Skip to content

Multivariate Decomposition of Group Differences in Hazard Rates

License

Notifications You must be signed in to change notification settings

DanAPowers/Hazard-Decomposition

Repository files navigation

Hazard-Rate-Decomposition

Multivariate Decomposition of Group Differences in Hazard Rates

Routines to decompose differences in hazard rates estimated from continuous-time and discrete-time hazard models as described by D Powers and M-S Yun (2009) MULTIVARIATE DECOMPOSITION FOR HAZARD RATE MODELS, Sociological Methodolgy.

We develop a regression decomposition technique for hazard rate models, where the difference in observed rates is decomposed into components attributable to group differences in characteristics and group differences in effects. The baseline hazard is specified using a piecewise-constant exponential model, which leads to convenient estimation based on a Poisson regression model fit to person-period, or split-episode data. This specification allows for a flexible representation of the baseline hazard and provides a straightforward way to introduce time-varying covariates and time-varying effects. We provide computational details underlying the method and apply the technique to the decomposition of the Black-White difference in first premarital birth rates into components reflecting characteristics and effect contributions of several predictors, as well as the effect contribution attributable to race differences in the baseline hazard.

Three models are supported: continuous-time (piecewise-constant exponential), discrete-time logit, and discrete-time complementary log-log. A user-specified formula and group design lists are passed to hazard_decomp_functions_svy.R. Although this requires data to be setup as a complex design, simple designs are also supported (robust std. errors will be estimated by svyglm)

    df <- read.csv(file='hazdata.csv'
    require(survey)

Clusters, no weights

    dfsvy <- svydesign(ids=~iid, weights=~1, cluster=~famid, nest=TRUE, data=df)

No weights, no clusters

    dfsvy <- svydesign(ids=~iid, weights=~1, nest=TRUE, data=df)

Make subsets based on the grouping variable

    Asub <- subset(dfsvy, race == "Black")
    Bsub <- subset(dfsvy, race == "White")

source main subroutines

    source('hazard_decomp_functions_svy.R')

Hazdecomp_Example.R shows typical calls (and default values)

    call: decomp_model(formula, Asub, Bsub, scale=1, reverse=FALSE, prinitit=FALSE)

+++++

Instruction 1: In the hazard rate decomposition page, which three models are supported?
Instruction 2: Condense the paragraph of the hazard rate decomposition page that begins "We develop a regression decomposition technique" into a short bulleted list that keeps its main facts.
Instruction 3: Write out the portion of the hazard rate decomposition page starting at "Notifications You must" and ending at "MODELS, Sociological Methodolgy.", word for word.

+++++

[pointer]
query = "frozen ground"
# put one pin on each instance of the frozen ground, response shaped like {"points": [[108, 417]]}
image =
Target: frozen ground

+++++

Exercise output 1: Continuous-time (piecewise-constant exponential), discrete-time logit, and discrete-time complementary log-log.

Exercise output 2:
- A regression decomposition technique for hazard rate models splits the difference in observed rates into parts due to group differences in characteristics and group differences in effects.
- The baseline hazard uses a piecewise-constant exponential model, estimated with a Poisson regression fit to person-period (split-episode) data.
- This gives a flexible baseline hazard and an easy way to add time-varying covariates and time-varying effects.
- Computational details of the method are provided.
- The technique is applied to the Black-White difference in first premarital birth rates. That difference is split into characteristics and effect contributions of several predictors, plus the effect contribution from race differences in the baseline hazard.

Exercise output 3:
Notifications You must be signed in to change notification settings

DanAPowers/Hazard-Decomposition

Repository files navigation

Hazard-Rate-Decomposition

Multivariate Decomposition of Group Differences in Hazard Rates

Routines to decompose differences in hazard rates estimated from continuous-time and discrete-time hazard models as described by D Powers and M-S Yun (2009) MULTIVARIATE DECOMPOSITION FOR HAZARD RATE MODELS, Sociological Methodolgy.